→ WHAT TO PRODUCE
Determine how many lines in the data below contain the string "shirt". Give only the number.
= = = = =
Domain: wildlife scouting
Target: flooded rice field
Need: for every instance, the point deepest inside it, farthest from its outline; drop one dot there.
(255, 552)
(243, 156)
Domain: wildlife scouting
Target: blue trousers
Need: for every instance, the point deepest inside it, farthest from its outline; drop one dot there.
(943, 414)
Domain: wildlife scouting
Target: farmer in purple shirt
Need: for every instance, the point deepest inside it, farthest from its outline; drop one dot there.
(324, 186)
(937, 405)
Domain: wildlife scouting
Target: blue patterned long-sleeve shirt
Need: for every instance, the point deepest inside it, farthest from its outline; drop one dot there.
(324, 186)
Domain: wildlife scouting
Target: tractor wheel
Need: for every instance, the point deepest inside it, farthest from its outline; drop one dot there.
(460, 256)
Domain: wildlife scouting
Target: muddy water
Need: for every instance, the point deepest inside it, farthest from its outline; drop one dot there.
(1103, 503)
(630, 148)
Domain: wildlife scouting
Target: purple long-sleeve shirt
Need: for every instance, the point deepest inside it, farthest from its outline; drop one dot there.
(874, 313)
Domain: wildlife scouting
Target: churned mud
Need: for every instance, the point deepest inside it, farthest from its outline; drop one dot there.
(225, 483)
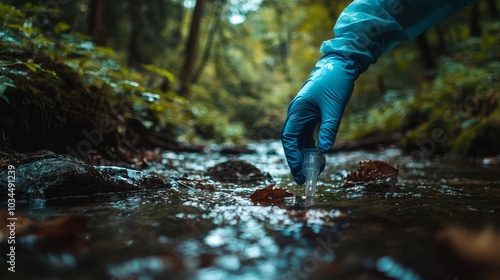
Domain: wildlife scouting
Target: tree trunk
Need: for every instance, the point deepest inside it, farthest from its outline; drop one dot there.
(134, 46)
(426, 52)
(492, 7)
(475, 28)
(190, 52)
(97, 21)
(210, 41)
(443, 47)
(283, 41)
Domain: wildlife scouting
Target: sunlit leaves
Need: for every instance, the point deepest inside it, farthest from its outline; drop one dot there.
(160, 71)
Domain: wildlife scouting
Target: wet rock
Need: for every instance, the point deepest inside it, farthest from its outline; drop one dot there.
(473, 254)
(54, 177)
(237, 171)
(374, 175)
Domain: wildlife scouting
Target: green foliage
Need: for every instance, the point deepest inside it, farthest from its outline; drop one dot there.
(134, 94)
(462, 102)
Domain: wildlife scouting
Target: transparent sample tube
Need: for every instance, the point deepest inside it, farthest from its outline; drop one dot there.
(313, 160)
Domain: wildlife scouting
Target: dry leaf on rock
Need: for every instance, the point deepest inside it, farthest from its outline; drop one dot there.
(270, 194)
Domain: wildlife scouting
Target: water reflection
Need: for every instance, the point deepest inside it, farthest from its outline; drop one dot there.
(218, 233)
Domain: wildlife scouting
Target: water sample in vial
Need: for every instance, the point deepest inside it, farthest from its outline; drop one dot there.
(313, 160)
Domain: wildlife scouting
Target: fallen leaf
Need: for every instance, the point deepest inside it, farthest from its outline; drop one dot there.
(270, 194)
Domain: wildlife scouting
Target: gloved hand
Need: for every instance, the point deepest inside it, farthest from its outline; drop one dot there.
(322, 98)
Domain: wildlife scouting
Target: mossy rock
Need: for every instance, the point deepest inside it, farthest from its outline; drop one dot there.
(44, 112)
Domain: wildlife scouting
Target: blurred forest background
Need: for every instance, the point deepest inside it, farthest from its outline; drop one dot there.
(194, 71)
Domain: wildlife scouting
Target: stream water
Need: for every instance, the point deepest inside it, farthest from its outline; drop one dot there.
(193, 233)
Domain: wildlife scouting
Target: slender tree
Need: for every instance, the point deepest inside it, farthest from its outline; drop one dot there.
(474, 26)
(97, 21)
(191, 48)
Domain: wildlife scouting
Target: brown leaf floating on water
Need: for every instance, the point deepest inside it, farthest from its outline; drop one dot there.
(374, 175)
(270, 194)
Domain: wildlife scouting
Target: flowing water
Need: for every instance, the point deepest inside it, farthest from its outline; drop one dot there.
(202, 233)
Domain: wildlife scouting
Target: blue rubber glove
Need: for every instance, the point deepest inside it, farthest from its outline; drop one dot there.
(323, 97)
(364, 30)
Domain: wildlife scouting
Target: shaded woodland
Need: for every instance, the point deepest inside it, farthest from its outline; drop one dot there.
(174, 73)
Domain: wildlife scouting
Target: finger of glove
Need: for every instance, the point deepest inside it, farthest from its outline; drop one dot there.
(297, 134)
(336, 95)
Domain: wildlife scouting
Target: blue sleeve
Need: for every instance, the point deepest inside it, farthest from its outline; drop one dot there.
(368, 28)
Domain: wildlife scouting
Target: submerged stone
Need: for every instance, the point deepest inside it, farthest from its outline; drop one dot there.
(62, 177)
(234, 171)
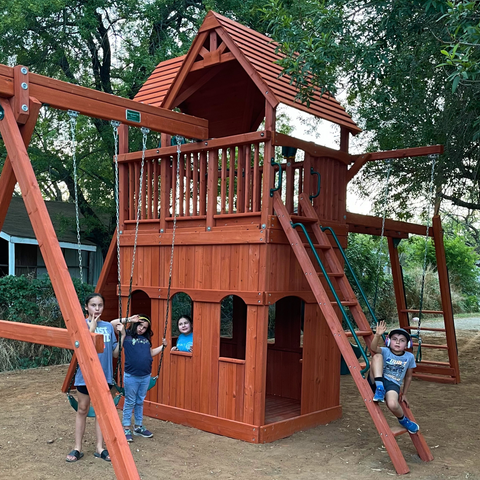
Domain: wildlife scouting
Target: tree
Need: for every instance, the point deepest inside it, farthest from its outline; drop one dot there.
(387, 54)
(109, 46)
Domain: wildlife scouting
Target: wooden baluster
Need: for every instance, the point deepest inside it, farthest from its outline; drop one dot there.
(289, 187)
(181, 185)
(223, 182)
(231, 180)
(188, 182)
(212, 187)
(155, 209)
(257, 181)
(203, 182)
(241, 179)
(248, 175)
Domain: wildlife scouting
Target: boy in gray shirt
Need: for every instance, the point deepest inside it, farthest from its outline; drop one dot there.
(389, 367)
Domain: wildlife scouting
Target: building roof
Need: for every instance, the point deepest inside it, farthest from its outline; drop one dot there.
(179, 78)
(17, 223)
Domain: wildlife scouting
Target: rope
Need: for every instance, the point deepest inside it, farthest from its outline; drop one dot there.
(179, 141)
(422, 291)
(382, 235)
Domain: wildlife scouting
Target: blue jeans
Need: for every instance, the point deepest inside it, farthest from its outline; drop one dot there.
(135, 392)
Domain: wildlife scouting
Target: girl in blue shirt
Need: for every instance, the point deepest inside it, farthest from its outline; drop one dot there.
(137, 345)
(185, 339)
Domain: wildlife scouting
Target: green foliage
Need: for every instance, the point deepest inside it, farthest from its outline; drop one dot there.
(28, 300)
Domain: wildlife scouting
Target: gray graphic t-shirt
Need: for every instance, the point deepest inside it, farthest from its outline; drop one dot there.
(395, 366)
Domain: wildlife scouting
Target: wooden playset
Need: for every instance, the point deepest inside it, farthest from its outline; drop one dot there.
(242, 224)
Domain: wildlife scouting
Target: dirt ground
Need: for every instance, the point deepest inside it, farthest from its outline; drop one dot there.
(37, 428)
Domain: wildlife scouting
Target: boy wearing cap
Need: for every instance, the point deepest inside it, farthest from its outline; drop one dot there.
(389, 367)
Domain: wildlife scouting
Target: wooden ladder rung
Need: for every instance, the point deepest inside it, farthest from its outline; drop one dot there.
(429, 345)
(397, 430)
(332, 274)
(412, 310)
(346, 303)
(302, 219)
(317, 245)
(359, 333)
(425, 329)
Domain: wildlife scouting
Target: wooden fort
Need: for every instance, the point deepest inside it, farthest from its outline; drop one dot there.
(230, 241)
(220, 198)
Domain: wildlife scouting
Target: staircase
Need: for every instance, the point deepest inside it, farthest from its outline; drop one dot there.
(332, 273)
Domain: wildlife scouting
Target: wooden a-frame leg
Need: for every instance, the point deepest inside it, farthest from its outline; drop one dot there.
(106, 413)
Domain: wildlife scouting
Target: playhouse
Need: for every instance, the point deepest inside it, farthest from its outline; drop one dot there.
(228, 202)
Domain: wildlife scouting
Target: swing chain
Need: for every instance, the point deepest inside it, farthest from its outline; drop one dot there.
(179, 140)
(382, 235)
(145, 131)
(73, 125)
(433, 158)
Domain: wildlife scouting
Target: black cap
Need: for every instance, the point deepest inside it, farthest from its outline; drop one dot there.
(401, 331)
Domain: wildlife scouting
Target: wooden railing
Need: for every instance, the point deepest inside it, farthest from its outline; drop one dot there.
(210, 180)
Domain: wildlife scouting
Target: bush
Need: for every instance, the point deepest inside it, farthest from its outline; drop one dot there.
(29, 300)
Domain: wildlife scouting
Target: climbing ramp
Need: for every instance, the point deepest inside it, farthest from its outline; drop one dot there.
(333, 309)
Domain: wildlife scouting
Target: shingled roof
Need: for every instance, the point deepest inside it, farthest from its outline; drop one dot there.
(256, 55)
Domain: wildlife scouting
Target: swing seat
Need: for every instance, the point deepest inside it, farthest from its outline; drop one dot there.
(91, 412)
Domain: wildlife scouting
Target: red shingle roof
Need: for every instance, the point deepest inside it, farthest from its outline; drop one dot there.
(259, 52)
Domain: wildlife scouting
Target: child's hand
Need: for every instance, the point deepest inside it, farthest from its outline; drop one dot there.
(381, 328)
(404, 398)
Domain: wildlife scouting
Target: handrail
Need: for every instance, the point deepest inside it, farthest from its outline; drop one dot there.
(339, 302)
(347, 263)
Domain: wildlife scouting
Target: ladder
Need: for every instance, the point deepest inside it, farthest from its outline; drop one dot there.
(334, 273)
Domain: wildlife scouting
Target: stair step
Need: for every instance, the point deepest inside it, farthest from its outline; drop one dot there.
(318, 246)
(412, 310)
(346, 303)
(398, 430)
(302, 219)
(359, 333)
(332, 274)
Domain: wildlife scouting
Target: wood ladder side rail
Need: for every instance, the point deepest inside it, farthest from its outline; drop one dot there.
(335, 266)
(335, 325)
(357, 312)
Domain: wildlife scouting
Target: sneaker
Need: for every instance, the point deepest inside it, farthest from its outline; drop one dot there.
(379, 394)
(412, 427)
(143, 432)
(128, 435)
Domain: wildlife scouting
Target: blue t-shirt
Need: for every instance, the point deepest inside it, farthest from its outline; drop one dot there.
(184, 342)
(106, 357)
(395, 366)
(138, 359)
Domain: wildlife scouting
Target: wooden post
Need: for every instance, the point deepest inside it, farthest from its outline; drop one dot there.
(7, 178)
(446, 296)
(107, 416)
(268, 172)
(122, 177)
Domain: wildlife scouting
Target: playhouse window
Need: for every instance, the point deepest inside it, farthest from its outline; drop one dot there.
(233, 327)
(181, 305)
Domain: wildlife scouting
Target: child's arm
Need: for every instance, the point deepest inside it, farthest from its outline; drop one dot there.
(121, 332)
(157, 350)
(406, 385)
(124, 321)
(381, 329)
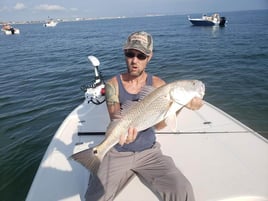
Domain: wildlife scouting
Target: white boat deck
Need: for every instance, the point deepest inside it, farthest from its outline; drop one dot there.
(223, 159)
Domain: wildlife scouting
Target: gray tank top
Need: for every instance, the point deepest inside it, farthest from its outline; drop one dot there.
(146, 138)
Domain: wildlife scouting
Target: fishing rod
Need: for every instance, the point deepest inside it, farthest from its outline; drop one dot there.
(182, 132)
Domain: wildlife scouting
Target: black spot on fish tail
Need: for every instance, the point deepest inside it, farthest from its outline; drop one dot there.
(88, 159)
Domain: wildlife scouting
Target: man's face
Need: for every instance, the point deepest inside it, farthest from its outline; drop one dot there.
(136, 62)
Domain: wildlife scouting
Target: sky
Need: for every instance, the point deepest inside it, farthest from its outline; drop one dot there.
(32, 10)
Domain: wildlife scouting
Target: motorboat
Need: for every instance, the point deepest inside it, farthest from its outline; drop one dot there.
(51, 23)
(213, 20)
(9, 30)
(223, 159)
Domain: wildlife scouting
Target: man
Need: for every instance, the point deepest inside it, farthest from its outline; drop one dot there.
(138, 153)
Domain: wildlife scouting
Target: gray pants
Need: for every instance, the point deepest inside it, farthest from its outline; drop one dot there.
(156, 170)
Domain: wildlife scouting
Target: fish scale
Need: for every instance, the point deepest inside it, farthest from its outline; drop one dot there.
(155, 107)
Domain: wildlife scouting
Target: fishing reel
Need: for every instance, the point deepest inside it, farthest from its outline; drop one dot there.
(95, 91)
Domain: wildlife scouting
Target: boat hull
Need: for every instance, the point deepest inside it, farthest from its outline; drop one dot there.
(222, 158)
(11, 32)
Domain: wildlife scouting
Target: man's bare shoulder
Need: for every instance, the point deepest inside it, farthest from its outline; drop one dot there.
(158, 82)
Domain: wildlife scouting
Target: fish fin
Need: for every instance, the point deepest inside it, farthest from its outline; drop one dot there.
(147, 89)
(88, 158)
(171, 122)
(126, 107)
(112, 125)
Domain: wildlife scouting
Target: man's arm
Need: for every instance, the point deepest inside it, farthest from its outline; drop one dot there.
(112, 98)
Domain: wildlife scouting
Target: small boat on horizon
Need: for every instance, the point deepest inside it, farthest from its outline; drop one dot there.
(51, 23)
(9, 30)
(213, 20)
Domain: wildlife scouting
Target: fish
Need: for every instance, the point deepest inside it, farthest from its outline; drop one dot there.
(160, 104)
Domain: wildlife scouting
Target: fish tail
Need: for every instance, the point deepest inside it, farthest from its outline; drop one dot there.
(88, 158)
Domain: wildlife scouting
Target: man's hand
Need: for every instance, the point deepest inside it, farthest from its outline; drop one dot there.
(195, 104)
(130, 137)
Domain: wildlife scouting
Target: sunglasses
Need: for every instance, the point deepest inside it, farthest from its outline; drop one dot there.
(140, 56)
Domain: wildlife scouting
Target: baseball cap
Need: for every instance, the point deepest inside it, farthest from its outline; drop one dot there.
(141, 41)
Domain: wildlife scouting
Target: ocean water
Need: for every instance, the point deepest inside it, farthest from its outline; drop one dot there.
(42, 69)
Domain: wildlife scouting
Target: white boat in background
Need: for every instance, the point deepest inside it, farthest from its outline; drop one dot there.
(224, 159)
(214, 20)
(51, 23)
(9, 30)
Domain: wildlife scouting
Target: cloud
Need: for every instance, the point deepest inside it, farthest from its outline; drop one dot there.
= = = = =
→ WRITTEN SOLUTION
7